- _Source passage_
____

Chair of the Arizona Democratic Party
- In office January 27, 2018 – January 23, 2021
- Preceded by: Alexis Tameron Kinsey
- Succeeded by: Raquel Terán

Personal details
- Born: Sheridan, Wyoming, U.S.
- Party: Democratic
- Education: Rocky Mountain College (BA) University of Notre Dame (JD)

= Felecia Rotellini =

Chair of the Arizona Democratic Party

Felecia Rotellini is an American attorney and politician who served as chair of the Arizona Democratic Party from 2018 to 2021. Rotellini spent 13 years as an assistant state attorney general before serving as the superintendent of the Arizona State Banking Department under Governor Janet Napolitano. She twice ran for attorney general in 2010 and 2014.

==Early life and education==

Felecia Rotellini was born in Sheridan, Wyoming, to Clarice (née Koebbe) and Anselmo "Sam" Rotellini.

Rotellini developed an interest in politics due, in part, to her paternal grandfather who was a coal mining union organizer in the now defunct-town of Cambria, Wyoming. While attending Rocky Mountain College, Rotellini participated in a Girls Staters event where Senator Gale W. McGee urged the crowd to "each make a political commitment." As part of the activities of the event, Rotellini was elected as one of the "councilmen" for the mythical town of Cottonwood City.

Rotellini received her bachelor's degrees in history and political science (magna cum laude) from Rocky Mountain College in 1981, and a Juris Doctor from Notre Dame Law School in 1986.

____

- _Short problem 1_
In the listing, write out the stretch from the line containing "target: black jacket sleeve" through the end of the listing again, with "even-odd" changed to "nonzero" and nothing else altered.
The Rotellini text and the listing are unrelated material.

____

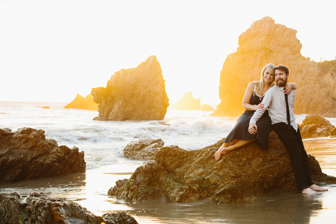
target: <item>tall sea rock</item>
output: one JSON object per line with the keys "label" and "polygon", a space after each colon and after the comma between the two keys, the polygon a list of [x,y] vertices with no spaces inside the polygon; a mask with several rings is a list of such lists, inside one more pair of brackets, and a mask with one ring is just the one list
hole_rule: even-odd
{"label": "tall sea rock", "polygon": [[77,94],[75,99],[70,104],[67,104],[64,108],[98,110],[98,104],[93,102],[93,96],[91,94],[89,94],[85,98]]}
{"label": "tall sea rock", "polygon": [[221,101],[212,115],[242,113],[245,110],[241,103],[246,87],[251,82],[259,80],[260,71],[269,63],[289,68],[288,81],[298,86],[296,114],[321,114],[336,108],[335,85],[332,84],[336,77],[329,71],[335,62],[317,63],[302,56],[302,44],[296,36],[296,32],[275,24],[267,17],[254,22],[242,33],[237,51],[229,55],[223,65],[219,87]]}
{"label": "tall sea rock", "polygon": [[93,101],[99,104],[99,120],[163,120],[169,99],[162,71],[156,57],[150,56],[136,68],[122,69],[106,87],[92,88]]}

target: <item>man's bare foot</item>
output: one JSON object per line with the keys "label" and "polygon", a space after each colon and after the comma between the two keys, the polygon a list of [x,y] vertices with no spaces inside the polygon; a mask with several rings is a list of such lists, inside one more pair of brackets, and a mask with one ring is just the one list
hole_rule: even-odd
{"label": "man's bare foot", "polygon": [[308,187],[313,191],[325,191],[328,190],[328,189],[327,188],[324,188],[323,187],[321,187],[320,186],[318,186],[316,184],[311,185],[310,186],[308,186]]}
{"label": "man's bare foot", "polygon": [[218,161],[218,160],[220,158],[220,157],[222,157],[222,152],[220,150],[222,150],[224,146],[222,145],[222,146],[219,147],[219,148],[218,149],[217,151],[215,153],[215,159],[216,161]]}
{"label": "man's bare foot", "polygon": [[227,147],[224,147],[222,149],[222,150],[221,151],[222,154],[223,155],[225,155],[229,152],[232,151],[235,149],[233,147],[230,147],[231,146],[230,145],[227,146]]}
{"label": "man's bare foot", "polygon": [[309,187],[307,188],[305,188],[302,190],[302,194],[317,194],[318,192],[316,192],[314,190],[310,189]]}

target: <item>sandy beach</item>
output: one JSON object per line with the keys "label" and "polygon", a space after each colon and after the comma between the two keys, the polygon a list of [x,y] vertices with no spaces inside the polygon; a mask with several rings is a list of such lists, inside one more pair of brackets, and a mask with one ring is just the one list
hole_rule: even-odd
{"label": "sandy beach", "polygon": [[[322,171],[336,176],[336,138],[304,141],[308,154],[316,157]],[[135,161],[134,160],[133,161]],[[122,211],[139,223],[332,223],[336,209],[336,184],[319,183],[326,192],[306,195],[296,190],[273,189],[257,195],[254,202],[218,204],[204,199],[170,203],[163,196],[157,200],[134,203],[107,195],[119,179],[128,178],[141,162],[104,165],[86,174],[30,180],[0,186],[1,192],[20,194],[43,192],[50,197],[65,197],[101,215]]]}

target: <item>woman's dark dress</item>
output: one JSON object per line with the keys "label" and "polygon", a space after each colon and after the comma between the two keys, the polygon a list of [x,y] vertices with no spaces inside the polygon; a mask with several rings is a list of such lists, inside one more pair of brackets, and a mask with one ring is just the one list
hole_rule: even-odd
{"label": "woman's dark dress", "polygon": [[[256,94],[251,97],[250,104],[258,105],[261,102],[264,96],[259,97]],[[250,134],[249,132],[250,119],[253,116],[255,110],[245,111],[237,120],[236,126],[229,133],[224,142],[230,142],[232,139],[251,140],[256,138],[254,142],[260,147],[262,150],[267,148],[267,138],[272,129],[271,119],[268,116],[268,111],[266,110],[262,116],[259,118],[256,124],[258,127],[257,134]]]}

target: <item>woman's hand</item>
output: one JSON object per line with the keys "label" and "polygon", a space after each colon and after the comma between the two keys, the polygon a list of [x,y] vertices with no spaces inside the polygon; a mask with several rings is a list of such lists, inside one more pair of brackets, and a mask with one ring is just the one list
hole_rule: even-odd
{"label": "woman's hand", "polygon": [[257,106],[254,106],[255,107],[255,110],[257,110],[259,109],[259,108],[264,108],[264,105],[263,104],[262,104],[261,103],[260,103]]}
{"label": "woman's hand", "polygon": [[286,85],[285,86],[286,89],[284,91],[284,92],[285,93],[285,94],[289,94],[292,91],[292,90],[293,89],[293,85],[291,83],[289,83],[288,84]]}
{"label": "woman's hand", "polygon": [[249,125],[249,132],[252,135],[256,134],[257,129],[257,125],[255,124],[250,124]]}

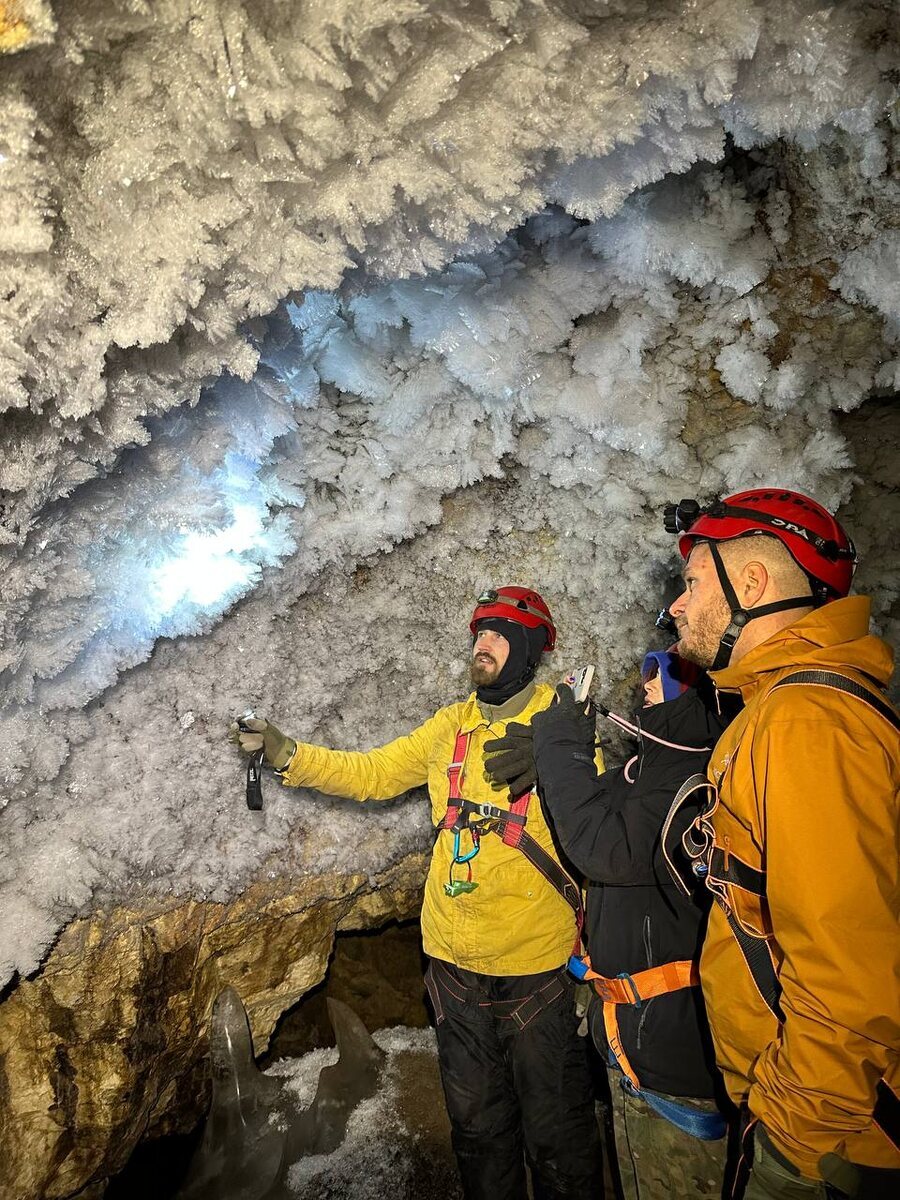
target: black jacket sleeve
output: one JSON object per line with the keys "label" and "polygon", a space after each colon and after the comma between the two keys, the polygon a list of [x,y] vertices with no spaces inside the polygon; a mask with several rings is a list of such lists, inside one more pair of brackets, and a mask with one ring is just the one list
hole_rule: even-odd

____

- _Short problem 2_
Rewrite the paragraph of the Rotellini text beginning "Rotellini developed an interest in politics" as a short bulleted list that keeps its main facts.

- _Written response 1_
target: black jacket sleeve
output: one JSON object per line with the keys "label" and "polygon", a space after each colon and after the comma between the two keys, the polygon a list of [x,y] vertices with no spaces inside the polygon; a mask with several rings is a list of such lists, inside one more pair of brackets, and a mask with one ring is just the one list
hole_rule: nonzero

- _Written response 2_
- Her interest in politics came partly from her paternal grandfather, a coal mining union organizer in the now-defunct town of Cambria, Wyoming.
- While at Rocky Mountain College, she took part in a Girls Staters event where Senator Gale W. McGee urged the crowd to "each make a political commitment."
- At that event, she was elected one of the "councilmen" for the mythical town of Cottonwood City.